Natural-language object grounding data
◇ ◇ ◇ ◇ ◇
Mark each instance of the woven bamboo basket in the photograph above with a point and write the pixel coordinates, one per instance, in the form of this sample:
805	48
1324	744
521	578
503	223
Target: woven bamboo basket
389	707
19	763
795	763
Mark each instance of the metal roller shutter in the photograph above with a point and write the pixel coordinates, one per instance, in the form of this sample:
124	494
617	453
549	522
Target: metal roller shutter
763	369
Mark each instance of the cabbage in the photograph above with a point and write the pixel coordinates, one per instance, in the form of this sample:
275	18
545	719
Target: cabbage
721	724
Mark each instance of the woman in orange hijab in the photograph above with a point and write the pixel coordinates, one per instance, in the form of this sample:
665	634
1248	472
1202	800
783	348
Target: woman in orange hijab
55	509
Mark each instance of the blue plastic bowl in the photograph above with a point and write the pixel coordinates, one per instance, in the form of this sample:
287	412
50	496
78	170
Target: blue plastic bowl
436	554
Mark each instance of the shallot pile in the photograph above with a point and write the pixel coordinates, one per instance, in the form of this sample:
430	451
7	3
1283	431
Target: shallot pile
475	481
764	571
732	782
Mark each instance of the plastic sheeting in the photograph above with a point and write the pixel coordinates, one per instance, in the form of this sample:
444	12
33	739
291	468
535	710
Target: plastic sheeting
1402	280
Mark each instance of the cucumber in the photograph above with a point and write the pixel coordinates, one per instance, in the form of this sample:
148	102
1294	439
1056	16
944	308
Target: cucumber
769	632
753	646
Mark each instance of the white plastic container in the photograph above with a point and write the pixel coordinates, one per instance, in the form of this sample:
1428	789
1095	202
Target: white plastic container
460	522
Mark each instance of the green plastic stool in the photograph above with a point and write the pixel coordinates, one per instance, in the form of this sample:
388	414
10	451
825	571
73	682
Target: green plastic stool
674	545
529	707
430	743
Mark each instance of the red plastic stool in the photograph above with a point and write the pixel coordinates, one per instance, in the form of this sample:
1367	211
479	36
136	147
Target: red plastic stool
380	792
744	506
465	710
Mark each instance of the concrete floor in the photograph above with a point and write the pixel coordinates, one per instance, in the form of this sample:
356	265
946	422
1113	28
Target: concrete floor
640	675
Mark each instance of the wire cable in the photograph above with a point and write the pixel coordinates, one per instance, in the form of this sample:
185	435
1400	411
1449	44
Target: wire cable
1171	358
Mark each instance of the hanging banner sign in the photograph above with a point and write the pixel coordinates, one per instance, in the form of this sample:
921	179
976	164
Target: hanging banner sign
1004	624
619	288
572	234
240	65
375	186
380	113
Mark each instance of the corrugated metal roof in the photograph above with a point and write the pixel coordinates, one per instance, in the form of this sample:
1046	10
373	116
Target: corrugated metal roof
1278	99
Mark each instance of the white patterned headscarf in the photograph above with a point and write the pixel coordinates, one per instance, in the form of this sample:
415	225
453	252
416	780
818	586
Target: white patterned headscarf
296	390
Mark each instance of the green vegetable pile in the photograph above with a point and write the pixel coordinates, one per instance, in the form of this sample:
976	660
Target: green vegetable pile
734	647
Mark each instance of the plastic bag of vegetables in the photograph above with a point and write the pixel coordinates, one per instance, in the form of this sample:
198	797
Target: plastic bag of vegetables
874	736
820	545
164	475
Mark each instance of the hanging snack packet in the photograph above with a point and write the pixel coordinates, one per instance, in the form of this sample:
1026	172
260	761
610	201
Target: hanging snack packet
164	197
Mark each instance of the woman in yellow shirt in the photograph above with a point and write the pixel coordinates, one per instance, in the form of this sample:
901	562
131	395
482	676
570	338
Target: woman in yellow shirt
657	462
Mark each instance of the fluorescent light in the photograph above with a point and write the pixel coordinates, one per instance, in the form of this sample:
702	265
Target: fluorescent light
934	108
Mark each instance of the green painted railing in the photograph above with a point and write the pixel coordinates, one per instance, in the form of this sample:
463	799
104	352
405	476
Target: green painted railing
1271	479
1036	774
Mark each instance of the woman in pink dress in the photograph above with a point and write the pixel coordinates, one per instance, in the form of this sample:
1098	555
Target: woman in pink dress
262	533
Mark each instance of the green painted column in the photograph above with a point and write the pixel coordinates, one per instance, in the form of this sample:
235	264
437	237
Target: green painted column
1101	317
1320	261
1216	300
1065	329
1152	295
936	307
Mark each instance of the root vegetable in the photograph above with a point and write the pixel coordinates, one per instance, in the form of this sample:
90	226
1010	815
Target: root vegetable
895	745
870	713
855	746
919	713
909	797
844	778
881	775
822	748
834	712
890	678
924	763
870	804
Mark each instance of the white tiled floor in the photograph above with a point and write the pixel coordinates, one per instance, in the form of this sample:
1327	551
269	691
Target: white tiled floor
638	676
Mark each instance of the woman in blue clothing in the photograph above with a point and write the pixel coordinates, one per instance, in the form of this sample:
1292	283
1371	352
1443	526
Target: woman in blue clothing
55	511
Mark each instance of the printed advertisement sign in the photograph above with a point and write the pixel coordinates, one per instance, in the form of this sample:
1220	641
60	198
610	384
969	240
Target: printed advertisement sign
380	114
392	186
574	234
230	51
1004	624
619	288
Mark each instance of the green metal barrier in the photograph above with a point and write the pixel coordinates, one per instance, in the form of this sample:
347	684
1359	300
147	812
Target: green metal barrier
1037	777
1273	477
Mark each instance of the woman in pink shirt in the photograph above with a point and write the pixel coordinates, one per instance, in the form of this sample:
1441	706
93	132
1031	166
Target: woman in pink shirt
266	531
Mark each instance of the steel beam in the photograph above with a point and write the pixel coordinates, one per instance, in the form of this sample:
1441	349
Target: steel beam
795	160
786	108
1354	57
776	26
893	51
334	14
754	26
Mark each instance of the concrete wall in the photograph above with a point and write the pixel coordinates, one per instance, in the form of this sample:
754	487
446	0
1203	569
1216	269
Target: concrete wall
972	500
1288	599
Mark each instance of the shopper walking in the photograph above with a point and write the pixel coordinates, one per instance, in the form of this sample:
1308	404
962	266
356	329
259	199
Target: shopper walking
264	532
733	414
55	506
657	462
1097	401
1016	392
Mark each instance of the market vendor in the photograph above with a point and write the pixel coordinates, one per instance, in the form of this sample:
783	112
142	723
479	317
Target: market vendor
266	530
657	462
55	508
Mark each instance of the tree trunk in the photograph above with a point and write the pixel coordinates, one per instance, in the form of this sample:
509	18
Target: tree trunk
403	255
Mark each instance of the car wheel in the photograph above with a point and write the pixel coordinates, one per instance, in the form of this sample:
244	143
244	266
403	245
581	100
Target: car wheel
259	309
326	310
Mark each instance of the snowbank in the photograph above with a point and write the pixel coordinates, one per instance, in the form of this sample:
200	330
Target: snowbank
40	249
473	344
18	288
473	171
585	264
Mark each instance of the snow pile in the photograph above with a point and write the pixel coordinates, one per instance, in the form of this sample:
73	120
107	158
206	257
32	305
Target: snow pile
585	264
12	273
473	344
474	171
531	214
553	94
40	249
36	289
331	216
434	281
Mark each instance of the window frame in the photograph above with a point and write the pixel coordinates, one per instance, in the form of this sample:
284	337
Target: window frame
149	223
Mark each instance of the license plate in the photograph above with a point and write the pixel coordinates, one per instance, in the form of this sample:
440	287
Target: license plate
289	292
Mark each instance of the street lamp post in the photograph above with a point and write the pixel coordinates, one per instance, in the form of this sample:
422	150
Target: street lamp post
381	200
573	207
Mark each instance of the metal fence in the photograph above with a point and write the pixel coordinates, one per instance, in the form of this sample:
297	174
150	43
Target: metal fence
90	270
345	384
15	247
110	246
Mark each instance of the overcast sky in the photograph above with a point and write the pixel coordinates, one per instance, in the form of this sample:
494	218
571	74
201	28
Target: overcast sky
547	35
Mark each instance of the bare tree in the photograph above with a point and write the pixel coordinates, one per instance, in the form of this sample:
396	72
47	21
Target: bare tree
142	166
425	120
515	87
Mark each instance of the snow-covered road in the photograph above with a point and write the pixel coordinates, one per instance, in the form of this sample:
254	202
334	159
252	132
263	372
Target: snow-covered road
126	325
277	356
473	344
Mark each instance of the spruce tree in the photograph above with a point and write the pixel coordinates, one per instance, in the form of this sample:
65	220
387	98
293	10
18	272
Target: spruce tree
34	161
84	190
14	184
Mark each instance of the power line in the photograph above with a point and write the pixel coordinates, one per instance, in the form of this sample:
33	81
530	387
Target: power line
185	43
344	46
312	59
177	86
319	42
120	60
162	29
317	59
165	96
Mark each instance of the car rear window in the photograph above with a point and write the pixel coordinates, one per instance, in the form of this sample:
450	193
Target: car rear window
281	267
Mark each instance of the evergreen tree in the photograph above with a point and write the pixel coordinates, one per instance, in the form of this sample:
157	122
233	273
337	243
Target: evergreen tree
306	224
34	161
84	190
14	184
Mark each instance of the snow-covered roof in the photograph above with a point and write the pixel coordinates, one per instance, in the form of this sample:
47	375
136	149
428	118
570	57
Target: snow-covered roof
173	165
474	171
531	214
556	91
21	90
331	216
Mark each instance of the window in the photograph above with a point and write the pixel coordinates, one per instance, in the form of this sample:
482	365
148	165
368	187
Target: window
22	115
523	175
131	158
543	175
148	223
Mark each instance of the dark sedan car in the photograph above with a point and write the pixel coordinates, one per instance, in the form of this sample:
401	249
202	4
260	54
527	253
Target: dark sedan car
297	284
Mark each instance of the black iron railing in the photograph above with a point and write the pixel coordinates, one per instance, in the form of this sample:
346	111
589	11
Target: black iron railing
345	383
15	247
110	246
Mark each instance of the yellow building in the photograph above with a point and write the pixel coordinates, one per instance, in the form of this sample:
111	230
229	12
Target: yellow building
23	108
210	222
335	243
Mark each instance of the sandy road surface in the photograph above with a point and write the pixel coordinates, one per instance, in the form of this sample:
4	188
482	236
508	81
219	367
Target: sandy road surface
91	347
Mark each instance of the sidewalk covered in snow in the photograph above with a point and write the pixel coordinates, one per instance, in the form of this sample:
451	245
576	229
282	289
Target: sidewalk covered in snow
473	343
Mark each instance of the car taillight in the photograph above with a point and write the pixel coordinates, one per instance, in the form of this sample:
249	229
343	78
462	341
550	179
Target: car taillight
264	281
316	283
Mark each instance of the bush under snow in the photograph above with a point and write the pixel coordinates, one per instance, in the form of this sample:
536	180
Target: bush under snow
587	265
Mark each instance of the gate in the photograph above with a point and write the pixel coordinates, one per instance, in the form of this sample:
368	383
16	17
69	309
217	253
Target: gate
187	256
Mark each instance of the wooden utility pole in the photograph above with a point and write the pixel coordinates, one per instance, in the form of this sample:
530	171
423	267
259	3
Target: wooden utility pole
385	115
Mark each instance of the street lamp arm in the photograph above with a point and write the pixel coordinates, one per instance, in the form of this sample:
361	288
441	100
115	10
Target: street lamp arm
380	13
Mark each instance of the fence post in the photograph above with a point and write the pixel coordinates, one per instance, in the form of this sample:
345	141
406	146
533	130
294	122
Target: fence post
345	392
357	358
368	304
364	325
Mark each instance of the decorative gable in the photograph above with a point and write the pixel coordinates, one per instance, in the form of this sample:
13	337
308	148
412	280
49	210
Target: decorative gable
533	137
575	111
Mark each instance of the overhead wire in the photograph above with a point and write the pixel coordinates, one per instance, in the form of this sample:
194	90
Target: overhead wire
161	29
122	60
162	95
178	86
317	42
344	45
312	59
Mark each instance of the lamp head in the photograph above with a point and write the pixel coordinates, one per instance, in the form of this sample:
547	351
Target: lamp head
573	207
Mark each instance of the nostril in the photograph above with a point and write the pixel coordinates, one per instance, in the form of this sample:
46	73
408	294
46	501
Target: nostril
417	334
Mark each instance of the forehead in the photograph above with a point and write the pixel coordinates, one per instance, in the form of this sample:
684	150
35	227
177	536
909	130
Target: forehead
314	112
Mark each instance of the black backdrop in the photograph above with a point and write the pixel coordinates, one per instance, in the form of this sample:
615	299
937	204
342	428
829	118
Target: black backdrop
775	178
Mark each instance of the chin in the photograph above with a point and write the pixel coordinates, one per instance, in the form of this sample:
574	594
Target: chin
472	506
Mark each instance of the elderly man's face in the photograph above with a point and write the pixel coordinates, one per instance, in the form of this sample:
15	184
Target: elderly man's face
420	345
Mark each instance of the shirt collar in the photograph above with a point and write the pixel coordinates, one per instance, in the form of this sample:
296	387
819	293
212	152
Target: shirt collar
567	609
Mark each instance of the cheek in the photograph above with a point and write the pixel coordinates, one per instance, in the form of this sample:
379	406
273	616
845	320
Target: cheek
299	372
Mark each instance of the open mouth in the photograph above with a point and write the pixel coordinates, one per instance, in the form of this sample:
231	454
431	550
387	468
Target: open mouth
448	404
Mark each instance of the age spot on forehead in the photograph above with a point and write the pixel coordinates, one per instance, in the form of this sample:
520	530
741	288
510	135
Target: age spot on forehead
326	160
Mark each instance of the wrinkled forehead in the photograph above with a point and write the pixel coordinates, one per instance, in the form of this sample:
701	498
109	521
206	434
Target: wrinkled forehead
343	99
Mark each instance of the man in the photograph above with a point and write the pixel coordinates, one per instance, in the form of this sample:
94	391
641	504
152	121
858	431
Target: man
◇ ◇ ◇ ◇ ◇
TASK GOAL. Only the lines from the top of the data through the line that contains "Mark each instance of the blue" should be quoted, exactly as they stand.

SOLUTION TO THE EXERCISE.
Mark each instance of the woven bamboo basket in the photograph above with a point and write the pixel coordinates, one per instance, in the form of this sample:
805	48
1324	744
521	578
503	223
Target: woven bamboo basket
389	707
19	763
795	763
Mark each instance of the metal roller shutter in the photograph above with a point and write the pixel coordinates, one per instance, in the form of this sample:
124	494
617	453
549	522
Target: metal roller shutter
763	369
Mark each instance of the cabbage in the photograph above with a point and write the pixel coordinates, one per instance, in the form of this sample:
275	18
545	719
Target: cabbage
721	724
Mark each instance of the woman in orange hijab in the photograph above with a point and write the pixel coordinates, one per instance, in the form of this sample:
665	634
1248	472
1202	800
783	348
Target: woman in orange hijab
55	509
Mark each instance of the blue plastic bowl in the photograph above with a point and write the pixel coordinates, one per instance, in the form of this sample:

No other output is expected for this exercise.